◆ **Document excerpt**:
'''
Myanmar’s military dictatorship, a year out
Last Monday, aid workers revealed that Thai authorities had dismantled an informal refugee camp on the Thai-Burmese border and summarily deported 3.000 refugees, displaced from Lay Kay Kaw last December, back to Myanmar. | On Tuesday, silent strikes left Myanmar’s normally congested cities unusually silent as civilians commemorated the 1-year anniversary of the military coup that toppled democratic government, triggering armed conflict and escalating displacement across the country. | On Wednesday, Myanmar’s exiled National Unity Government dropped the objections it had lodged, when in power, against the International Court of Justice’s ongoing investigation of allegations of genocide against the Rohingya community by the Tatmadaw. On the same day, Benar News relayed an appeal from fishermen in Aceh, demanding leniency for 3 fishermen convicted last June to 5 years’ imprisonment on charges of facilitating smuggling after they accepted just under $350 to help Rohingya asylum seekers reach Indonesia, arguing that the charges were disproportionate to the wrongdoing, and that it had spawned a climate of fear around rescuing asylum seekers in peril at sea. | On Thursday, rights groups condemned Thai authorities’ fee structure for health checks and COVID-19 testing for migrant laborers, charging that the 300-baht prevailing daily wage makes it impossible to afford the 9.000-baht cost of required health checks. | On Friday, local authorities disclosed that just under 8.150 Burmese civilians from the embattled villages of Haimual, Rih and Khawmawi in western Chin state had fled into India’s Mizoram state in the previous week alone, straining resources in eastern Mizoram and putting pressure on India’s national policy of denying asylum to fleeing Burmese nationals. On the same day, clashes broke out in Rakhine State between the Tatmadaw and Arakan Army, with regional leaders accusing the junta of breaching a longstanding ceasefire. Also on Friday, local aid groups reported that the IDP population of Shan State had grown to 117.000 as of mid-January. | On Sunday, local authorities clarified that the past week’s arrival have brought the population of Burmese refugees in Mizoram to ~22.000.
Sources: Axios, Reuters, RFE/RL, the Guardian, TOLOnews, Benar News, UCA, the Print, AFP, Eleven Media, NDTV.
Sub-Saharan Africa
Natural disaster-borne displacement in southeastern Africa
Last Monday, regional authorities released updated tallies of the numbers displaced by Tropical Storm Ana, adding up to 148.000 in Madagascar, 121.000 in Mozambique, and 188.000 in Malawi. | On Wednesday, Mozambique’s Education Ministry disclosed that nearly 800 schools had been destroyed by Tropical Storm Ana, with additional undamaged schools closed off for students as they are occupied by internally displaced persons. | On Thursday, Cyclone Batsirai passed between Mauritius and La Réunion, cutting off electricity to thousands of homes in the former and leading to 12 injuries in the latter, on its way toward southeastern Africa. | On Saturday, Cyclone Batsirai, projected to displace some 150.000 people across southeastern Africa, struck Madagascar’s eastern coast, killing at least 10. | On Sunday, domestic authorities announced that Tropical Storm Ana had knocked 30% of Malawi’s electrical capacity, demanding $23 million in assistance to repair the damaged Kapichica hydroelectric power plant.
'''
◆ **Work item**: In the displacement news roundup, why did rights groups condemn the fee structure that Thai authorities set for health checks and COVID-19 testing for migrant laborers?

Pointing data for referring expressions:
'''
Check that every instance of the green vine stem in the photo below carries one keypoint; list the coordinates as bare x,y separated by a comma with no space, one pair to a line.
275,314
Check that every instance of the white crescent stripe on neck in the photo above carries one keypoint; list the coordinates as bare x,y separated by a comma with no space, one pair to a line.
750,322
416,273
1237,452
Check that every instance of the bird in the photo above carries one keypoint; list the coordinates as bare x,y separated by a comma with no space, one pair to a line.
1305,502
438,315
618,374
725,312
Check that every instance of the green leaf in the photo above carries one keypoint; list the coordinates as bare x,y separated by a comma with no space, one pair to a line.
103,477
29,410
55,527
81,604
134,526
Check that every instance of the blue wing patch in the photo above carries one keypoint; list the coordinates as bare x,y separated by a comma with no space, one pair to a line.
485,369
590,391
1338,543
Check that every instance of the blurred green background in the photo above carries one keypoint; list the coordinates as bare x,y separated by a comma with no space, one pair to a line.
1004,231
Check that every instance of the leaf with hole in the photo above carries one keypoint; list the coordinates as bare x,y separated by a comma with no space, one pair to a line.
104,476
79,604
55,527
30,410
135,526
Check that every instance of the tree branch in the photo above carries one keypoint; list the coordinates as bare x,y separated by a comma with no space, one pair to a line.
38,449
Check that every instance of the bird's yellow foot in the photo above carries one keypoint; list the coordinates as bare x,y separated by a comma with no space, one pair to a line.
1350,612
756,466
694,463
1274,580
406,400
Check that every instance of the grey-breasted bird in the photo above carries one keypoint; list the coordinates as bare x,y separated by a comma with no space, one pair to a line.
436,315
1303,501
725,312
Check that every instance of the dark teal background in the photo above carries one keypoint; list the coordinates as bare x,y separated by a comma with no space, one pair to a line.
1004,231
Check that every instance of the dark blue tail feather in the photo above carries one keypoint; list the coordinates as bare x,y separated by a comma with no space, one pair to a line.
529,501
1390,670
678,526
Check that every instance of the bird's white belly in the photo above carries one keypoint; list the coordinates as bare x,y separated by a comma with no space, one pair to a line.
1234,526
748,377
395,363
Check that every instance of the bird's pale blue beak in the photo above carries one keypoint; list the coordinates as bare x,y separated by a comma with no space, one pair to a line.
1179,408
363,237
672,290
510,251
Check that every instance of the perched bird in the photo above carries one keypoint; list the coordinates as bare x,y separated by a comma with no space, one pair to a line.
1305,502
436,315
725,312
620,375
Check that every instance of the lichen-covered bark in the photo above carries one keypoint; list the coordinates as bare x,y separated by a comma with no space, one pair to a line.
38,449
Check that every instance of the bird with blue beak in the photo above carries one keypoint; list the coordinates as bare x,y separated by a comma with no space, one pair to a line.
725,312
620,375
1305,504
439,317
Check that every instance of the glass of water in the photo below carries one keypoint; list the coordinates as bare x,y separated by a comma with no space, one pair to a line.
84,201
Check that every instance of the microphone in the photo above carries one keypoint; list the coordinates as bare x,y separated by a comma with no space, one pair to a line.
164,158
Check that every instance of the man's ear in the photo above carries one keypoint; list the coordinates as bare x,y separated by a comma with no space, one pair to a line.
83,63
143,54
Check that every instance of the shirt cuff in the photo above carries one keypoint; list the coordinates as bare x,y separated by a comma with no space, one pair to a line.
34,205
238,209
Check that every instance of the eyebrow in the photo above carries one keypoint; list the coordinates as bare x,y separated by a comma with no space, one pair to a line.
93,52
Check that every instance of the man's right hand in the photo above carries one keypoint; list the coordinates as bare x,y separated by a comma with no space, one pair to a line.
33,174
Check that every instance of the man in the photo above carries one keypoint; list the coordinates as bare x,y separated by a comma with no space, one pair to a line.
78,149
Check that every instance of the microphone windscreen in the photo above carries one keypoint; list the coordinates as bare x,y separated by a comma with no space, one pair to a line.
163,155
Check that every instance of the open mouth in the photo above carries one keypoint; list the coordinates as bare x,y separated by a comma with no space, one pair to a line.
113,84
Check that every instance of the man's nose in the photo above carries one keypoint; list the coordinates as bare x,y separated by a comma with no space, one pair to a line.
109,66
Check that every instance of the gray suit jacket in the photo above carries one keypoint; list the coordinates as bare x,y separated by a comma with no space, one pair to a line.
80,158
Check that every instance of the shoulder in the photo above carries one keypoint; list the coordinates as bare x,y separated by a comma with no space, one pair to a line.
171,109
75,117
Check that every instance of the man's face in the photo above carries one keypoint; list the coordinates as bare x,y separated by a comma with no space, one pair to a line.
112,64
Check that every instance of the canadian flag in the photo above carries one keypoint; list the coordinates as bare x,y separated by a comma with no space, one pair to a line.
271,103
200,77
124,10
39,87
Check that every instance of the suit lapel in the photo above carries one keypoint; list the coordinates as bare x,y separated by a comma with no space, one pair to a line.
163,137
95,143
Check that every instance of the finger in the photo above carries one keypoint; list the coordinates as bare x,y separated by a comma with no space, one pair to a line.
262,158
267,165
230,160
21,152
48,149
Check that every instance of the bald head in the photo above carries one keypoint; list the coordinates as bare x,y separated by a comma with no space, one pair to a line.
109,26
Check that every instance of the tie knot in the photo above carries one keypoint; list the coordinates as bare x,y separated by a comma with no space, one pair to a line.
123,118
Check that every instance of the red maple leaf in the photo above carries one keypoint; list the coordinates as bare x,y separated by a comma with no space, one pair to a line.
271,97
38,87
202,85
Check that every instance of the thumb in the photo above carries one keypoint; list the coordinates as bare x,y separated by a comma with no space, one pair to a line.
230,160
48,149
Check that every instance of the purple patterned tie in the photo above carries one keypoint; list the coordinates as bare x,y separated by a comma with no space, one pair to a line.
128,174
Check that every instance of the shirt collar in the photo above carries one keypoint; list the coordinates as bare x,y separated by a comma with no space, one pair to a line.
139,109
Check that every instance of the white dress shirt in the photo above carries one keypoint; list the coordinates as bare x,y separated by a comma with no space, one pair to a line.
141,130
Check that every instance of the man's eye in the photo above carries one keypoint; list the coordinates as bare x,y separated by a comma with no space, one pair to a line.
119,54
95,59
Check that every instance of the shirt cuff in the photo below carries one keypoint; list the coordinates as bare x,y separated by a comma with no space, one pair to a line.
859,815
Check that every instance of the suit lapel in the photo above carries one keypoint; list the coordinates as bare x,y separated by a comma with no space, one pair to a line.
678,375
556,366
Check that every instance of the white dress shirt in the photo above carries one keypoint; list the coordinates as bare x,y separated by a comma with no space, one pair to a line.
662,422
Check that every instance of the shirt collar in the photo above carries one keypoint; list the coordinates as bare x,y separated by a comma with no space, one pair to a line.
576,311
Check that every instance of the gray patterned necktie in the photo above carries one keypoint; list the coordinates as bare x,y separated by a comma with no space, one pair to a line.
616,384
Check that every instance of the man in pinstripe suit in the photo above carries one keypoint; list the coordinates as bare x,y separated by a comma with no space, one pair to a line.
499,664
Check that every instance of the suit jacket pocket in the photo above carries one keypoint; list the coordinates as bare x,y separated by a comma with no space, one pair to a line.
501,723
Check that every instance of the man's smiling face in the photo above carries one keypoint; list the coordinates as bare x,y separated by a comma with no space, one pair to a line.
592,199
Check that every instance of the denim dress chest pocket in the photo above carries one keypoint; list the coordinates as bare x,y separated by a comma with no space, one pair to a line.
'''
◆ **Finished task**: They said the prevailing daily wage of 300 baht makes it impossible for migrant laborers to afford the required health checks, which cost 9.000 baht.